• **DIRECTIONS**
Print the lines from the very first one through the line containing "column 375, row 141", both included, without any of the pictures.

[Dataset lines on where things show up]
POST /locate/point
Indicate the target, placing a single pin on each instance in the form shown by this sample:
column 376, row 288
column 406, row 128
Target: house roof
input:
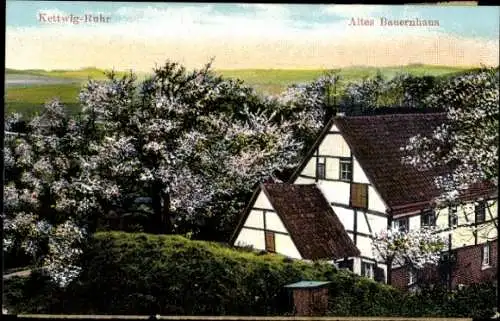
column 311, row 222
column 375, row 141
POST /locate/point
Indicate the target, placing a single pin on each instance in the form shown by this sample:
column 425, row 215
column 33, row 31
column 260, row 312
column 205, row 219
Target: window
column 320, row 169
column 453, row 216
column 270, row 245
column 367, row 270
column 345, row 169
column 400, row 224
column 486, row 255
column 428, row 218
column 359, row 195
column 480, row 210
column 412, row 276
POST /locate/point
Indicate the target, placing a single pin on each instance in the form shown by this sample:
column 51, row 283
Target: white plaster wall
column 251, row 237
column 304, row 180
column 332, row 168
column 442, row 217
column 274, row 223
column 334, row 145
column 414, row 222
column 364, row 245
column 346, row 217
column 356, row 266
column 377, row 223
column 375, row 202
column 310, row 169
column 358, row 175
column 362, row 223
column 337, row 192
column 255, row 219
column 262, row 202
column 285, row 246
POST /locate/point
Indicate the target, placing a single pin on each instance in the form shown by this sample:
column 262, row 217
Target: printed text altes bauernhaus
column 386, row 22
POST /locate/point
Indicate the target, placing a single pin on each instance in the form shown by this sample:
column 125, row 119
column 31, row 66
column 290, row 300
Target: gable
column 376, row 142
column 259, row 218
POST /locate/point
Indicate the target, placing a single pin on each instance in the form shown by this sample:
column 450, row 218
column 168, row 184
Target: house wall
column 467, row 270
column 360, row 224
column 263, row 218
column 463, row 234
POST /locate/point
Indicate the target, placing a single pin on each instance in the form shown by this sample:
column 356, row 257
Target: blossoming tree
column 415, row 248
column 171, row 148
column 467, row 143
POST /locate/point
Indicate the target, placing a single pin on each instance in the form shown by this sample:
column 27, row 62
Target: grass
column 28, row 99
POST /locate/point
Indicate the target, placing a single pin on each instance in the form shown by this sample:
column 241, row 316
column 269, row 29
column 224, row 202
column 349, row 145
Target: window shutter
column 359, row 195
column 270, row 245
column 379, row 274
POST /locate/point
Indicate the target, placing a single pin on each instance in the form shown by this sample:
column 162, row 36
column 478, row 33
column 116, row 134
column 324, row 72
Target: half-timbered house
column 355, row 166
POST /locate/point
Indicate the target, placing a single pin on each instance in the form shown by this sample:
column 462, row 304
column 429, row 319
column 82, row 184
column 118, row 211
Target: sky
column 139, row 35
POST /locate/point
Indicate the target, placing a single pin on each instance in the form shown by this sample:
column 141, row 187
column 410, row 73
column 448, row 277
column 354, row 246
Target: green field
column 27, row 99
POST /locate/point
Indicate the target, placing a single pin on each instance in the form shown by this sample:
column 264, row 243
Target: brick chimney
column 310, row 298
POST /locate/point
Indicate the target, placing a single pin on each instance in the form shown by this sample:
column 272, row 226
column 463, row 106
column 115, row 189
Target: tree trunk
column 389, row 270
column 160, row 222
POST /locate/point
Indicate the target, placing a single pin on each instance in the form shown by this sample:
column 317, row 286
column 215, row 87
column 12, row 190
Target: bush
column 171, row 275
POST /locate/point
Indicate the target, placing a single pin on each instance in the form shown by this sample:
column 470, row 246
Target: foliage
column 146, row 274
column 180, row 148
column 468, row 142
column 416, row 248
column 402, row 90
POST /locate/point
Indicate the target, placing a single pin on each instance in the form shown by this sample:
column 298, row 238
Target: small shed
column 310, row 298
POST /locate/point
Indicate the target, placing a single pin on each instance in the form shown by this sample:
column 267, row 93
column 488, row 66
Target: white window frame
column 345, row 161
column 412, row 276
column 425, row 215
column 486, row 256
column 453, row 215
column 369, row 270
column 482, row 206
column 321, row 162
column 396, row 224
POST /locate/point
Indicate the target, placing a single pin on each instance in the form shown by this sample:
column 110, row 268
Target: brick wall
column 467, row 268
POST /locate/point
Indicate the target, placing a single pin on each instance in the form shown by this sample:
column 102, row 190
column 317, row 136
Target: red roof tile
column 376, row 141
column 313, row 225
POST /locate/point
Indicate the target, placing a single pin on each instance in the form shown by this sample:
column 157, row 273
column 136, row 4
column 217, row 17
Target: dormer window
column 400, row 224
column 428, row 218
column 480, row 211
column 453, row 216
column 345, row 169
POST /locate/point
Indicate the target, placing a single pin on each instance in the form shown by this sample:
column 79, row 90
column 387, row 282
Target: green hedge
column 145, row 274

• **RIGHT ANSWER**
POST /locate/point
Indicate the target, placing a single pin on each instance in the form shown by this sample:
column 376, row 288
column 406, row 128
Target: house roof
input:
column 311, row 222
column 375, row 141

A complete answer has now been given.